• [Stored data entries]
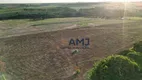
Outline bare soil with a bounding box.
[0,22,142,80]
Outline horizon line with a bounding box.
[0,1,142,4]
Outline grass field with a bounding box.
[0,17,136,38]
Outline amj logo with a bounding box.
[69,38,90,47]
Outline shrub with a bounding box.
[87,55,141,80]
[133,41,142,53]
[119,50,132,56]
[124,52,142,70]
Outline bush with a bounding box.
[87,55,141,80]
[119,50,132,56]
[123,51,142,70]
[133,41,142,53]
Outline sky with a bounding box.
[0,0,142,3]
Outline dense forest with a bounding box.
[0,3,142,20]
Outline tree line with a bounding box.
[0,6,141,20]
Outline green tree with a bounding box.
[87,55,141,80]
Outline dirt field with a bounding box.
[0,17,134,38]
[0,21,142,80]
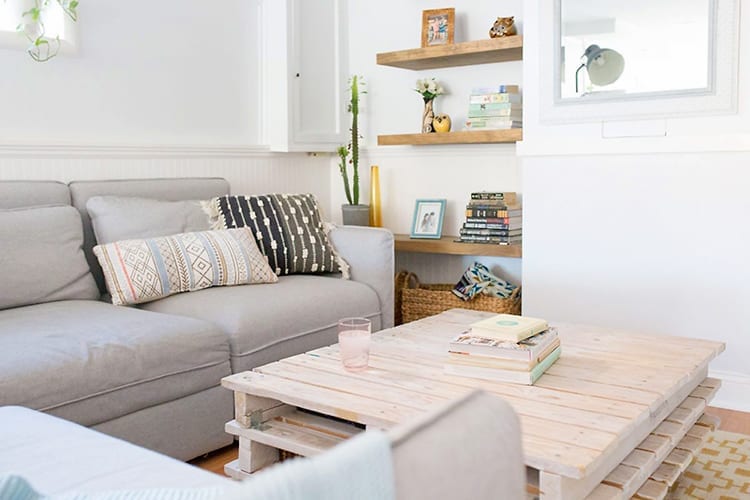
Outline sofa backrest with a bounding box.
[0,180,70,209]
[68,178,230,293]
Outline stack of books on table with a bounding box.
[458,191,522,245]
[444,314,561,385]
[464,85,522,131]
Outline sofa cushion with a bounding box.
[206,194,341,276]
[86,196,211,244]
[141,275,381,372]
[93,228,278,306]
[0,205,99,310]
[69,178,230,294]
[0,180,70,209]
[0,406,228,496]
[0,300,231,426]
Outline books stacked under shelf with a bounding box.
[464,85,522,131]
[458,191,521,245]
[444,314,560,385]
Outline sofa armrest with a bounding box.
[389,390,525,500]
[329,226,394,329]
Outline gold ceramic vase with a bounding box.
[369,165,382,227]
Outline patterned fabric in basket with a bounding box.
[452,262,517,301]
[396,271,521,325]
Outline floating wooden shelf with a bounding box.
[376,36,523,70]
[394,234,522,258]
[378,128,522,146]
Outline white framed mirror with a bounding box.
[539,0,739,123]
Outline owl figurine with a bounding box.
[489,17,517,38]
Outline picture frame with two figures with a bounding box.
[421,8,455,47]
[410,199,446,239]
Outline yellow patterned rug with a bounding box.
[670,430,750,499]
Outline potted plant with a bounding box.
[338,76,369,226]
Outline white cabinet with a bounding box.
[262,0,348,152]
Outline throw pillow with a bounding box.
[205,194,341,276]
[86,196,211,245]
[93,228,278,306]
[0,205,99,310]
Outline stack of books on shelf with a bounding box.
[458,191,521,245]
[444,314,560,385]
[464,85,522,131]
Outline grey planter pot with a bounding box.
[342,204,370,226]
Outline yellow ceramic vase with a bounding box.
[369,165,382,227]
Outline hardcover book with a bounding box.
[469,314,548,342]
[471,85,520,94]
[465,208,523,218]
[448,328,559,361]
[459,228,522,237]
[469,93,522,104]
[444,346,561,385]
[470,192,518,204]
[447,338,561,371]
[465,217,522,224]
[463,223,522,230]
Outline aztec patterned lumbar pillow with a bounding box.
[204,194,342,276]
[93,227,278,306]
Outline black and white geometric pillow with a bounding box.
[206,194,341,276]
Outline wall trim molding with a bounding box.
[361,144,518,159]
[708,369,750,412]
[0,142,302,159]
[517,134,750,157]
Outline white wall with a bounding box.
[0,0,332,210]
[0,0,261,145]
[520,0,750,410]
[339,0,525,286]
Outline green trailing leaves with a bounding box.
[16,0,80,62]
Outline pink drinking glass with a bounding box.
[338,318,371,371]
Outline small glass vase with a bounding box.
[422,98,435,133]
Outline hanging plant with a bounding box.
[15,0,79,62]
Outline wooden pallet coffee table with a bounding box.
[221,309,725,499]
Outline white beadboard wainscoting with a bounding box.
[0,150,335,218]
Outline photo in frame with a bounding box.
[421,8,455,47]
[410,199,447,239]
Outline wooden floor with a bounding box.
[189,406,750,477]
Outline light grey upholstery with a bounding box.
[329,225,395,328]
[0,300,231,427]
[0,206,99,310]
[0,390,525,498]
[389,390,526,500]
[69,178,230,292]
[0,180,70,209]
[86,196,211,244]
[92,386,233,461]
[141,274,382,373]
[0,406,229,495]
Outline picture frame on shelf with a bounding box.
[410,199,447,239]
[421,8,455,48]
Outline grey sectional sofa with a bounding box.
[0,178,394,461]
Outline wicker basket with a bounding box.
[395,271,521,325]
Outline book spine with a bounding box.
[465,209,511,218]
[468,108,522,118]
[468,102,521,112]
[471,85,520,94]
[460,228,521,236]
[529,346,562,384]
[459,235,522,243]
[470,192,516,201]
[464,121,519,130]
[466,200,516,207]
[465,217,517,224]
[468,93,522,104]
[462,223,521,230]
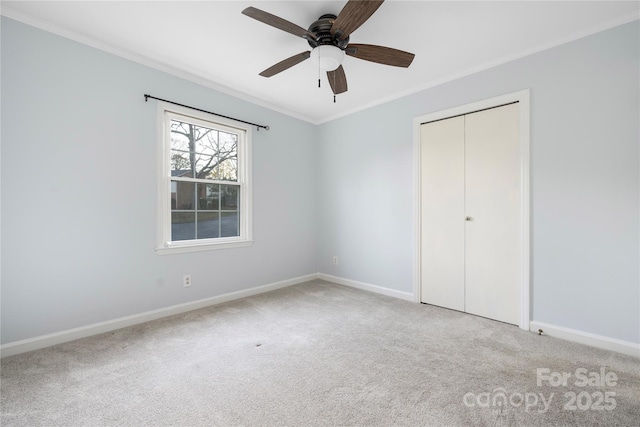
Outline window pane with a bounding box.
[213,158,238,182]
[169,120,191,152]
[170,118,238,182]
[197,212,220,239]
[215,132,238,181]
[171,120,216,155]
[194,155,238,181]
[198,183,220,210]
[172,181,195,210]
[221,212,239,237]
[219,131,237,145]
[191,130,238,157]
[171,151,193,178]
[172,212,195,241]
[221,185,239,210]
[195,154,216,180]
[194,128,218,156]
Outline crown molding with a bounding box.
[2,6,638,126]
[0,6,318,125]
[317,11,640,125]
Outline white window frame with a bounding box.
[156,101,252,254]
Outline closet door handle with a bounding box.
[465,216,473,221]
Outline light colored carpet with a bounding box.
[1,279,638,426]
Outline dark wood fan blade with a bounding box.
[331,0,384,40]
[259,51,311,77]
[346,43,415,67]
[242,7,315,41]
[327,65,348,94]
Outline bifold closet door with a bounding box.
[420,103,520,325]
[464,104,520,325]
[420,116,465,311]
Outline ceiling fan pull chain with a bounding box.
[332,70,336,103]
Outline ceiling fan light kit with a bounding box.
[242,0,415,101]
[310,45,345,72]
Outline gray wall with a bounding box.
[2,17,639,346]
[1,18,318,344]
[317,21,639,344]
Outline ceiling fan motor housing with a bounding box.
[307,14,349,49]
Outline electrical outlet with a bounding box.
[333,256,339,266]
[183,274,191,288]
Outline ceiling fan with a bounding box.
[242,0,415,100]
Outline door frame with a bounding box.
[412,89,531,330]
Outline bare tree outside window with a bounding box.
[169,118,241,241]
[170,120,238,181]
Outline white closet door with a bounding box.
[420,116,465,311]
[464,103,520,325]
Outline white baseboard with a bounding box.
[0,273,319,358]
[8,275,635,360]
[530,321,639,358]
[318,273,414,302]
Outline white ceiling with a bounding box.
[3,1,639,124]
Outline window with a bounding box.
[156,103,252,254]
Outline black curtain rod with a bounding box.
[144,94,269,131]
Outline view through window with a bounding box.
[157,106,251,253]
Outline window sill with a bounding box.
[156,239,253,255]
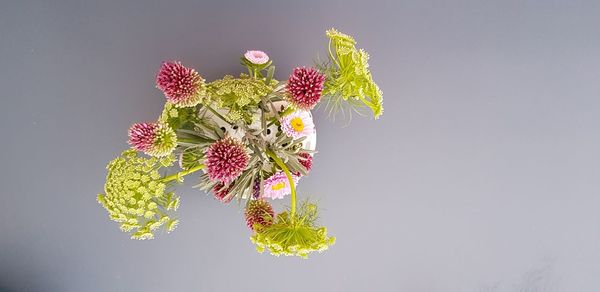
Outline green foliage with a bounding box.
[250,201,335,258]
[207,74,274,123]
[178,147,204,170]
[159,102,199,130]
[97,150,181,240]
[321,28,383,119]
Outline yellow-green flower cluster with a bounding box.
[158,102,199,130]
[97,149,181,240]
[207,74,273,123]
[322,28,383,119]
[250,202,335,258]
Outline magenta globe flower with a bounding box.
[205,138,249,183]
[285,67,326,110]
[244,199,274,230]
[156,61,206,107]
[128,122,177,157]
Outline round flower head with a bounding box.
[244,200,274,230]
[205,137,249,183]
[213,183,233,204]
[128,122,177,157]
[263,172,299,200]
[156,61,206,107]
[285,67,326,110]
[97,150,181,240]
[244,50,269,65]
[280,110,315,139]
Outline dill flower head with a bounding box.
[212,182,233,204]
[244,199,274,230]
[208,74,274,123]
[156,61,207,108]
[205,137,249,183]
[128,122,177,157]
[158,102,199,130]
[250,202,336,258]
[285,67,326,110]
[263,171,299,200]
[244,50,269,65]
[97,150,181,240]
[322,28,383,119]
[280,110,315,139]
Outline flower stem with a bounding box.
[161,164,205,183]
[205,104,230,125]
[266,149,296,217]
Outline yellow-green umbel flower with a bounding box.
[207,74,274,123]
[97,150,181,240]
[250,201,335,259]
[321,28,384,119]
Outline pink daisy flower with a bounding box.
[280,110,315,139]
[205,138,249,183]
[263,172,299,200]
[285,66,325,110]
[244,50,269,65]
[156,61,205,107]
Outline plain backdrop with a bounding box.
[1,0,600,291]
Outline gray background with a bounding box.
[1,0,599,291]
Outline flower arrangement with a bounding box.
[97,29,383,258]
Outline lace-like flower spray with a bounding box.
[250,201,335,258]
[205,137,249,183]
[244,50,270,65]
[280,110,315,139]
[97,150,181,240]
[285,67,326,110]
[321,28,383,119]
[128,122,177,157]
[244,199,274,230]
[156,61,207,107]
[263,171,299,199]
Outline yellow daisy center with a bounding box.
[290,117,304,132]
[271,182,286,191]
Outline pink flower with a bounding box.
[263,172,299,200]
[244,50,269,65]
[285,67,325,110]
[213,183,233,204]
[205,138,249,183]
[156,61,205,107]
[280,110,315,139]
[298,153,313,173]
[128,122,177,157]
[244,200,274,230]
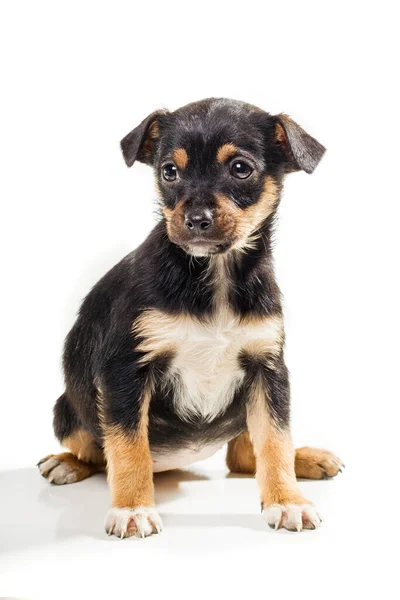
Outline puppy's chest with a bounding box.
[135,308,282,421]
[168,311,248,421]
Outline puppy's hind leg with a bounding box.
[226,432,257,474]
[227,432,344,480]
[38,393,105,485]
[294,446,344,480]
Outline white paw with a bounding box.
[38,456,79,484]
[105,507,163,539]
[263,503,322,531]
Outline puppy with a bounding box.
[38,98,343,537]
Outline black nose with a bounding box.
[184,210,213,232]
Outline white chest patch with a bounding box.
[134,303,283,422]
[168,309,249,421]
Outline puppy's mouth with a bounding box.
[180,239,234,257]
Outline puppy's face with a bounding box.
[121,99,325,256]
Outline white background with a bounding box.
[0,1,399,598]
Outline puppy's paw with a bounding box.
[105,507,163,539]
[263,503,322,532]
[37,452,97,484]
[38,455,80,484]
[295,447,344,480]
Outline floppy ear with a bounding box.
--
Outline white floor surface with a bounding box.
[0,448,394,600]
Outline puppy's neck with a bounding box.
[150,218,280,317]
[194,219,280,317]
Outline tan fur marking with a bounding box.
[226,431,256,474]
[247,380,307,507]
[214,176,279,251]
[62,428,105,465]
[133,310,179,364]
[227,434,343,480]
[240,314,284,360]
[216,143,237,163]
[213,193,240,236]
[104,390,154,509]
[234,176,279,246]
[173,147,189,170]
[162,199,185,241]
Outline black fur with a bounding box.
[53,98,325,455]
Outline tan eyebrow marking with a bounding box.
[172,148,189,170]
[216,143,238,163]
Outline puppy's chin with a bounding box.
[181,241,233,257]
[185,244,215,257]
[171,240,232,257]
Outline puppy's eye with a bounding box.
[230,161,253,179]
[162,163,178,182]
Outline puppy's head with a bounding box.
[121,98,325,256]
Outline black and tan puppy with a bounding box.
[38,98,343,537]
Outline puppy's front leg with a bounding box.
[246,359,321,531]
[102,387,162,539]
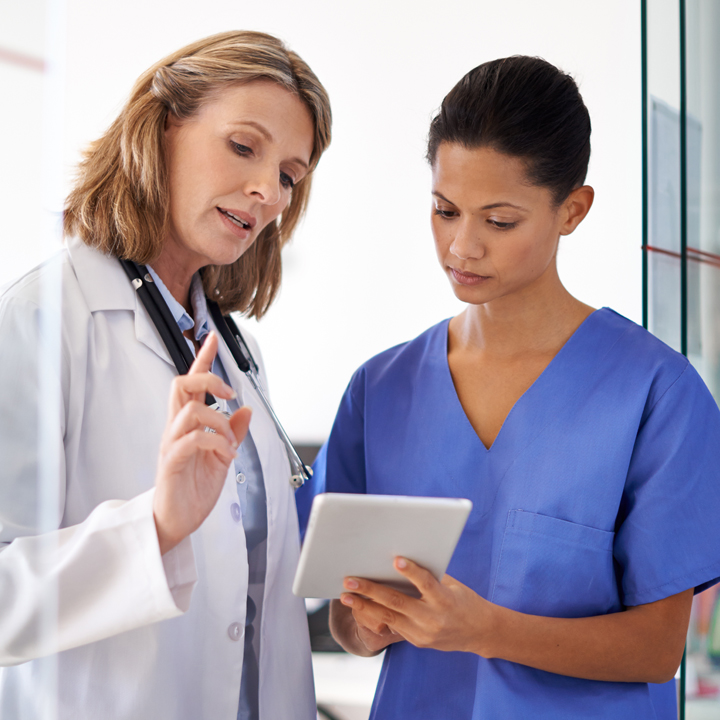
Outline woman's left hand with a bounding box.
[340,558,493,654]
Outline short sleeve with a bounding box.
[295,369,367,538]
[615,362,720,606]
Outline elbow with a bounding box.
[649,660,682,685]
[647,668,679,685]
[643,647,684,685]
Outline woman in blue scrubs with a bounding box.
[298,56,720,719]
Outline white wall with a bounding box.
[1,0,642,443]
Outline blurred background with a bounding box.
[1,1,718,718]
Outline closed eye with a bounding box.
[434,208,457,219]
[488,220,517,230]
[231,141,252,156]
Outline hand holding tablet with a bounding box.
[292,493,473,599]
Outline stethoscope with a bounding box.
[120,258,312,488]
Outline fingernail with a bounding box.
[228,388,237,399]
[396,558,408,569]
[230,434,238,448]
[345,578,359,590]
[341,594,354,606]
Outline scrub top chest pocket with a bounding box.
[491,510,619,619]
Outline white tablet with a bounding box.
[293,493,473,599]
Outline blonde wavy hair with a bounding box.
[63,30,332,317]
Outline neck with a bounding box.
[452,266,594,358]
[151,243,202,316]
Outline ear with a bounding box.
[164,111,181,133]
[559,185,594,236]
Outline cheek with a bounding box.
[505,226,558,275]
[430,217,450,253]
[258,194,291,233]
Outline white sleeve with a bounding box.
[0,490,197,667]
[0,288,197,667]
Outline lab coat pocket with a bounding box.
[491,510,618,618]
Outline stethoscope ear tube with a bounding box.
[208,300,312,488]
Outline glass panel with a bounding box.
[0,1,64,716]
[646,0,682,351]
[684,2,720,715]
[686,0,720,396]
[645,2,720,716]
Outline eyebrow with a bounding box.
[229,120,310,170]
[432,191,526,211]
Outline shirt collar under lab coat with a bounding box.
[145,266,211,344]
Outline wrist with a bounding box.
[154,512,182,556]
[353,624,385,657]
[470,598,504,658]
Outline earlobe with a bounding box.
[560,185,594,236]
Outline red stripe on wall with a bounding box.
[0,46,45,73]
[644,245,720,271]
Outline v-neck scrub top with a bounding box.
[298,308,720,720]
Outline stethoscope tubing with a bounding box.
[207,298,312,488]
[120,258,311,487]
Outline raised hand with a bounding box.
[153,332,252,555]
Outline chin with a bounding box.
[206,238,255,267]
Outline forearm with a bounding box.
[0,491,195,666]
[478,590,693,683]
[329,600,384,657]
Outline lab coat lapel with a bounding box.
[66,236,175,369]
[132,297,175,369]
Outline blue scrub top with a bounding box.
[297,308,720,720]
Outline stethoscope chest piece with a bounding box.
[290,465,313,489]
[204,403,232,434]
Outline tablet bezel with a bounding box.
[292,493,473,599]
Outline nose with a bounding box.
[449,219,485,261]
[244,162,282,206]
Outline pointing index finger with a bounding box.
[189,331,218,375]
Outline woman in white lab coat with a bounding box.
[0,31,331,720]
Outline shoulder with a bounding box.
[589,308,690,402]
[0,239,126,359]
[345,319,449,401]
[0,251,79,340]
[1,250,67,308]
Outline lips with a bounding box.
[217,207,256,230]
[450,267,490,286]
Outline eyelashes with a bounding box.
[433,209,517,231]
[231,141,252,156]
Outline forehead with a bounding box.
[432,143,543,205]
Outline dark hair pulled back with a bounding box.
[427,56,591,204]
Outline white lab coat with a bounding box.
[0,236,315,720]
--
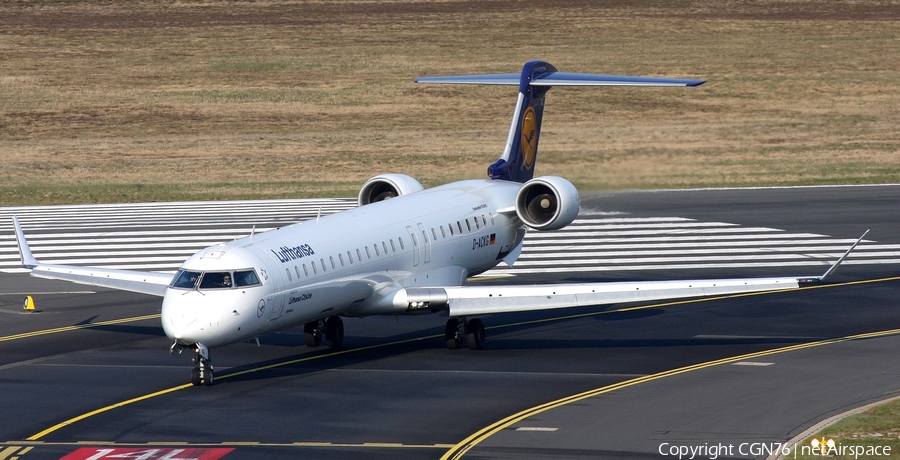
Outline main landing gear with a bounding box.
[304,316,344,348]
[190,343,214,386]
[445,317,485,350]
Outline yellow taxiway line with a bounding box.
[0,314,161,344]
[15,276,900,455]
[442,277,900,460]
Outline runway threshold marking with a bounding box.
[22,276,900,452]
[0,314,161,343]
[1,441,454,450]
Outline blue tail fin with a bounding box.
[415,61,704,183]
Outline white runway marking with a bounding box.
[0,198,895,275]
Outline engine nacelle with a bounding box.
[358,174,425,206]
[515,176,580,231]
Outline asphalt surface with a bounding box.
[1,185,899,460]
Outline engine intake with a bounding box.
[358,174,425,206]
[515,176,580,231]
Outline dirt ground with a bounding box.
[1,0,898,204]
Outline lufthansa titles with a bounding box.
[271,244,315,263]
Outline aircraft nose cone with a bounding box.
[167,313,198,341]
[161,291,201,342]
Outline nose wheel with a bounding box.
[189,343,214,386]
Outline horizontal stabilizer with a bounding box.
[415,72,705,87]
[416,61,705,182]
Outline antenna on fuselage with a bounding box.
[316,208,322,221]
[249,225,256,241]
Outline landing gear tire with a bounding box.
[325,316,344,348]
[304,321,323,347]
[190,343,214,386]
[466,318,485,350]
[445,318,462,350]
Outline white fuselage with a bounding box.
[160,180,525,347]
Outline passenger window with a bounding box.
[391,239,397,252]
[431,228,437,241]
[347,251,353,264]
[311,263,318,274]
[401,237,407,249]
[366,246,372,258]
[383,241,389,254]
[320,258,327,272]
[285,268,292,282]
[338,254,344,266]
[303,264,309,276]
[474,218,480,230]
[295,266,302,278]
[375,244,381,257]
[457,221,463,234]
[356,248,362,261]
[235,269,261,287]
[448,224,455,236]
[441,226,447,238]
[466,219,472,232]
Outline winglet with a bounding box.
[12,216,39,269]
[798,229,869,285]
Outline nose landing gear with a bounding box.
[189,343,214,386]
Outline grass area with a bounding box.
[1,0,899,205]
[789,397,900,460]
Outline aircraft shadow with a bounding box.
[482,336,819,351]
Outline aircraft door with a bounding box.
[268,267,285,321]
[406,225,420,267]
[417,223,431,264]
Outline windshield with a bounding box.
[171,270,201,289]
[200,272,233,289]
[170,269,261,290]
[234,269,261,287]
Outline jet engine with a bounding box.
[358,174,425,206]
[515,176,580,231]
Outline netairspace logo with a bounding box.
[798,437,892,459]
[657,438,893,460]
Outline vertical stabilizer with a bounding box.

• [THE TASK] Could you restate word for word the lines above, from the one that contains "Outline netairspace logo with a bounding box." through the one that contains "Outline vertical stabilizer", and no others?

• [SOLUTION TO THIS PROBLEM]
Outline netairspace logo with a bounding box.
[798,437,892,459]
[657,438,893,460]
Outline vertical stabilizer with a bounding box.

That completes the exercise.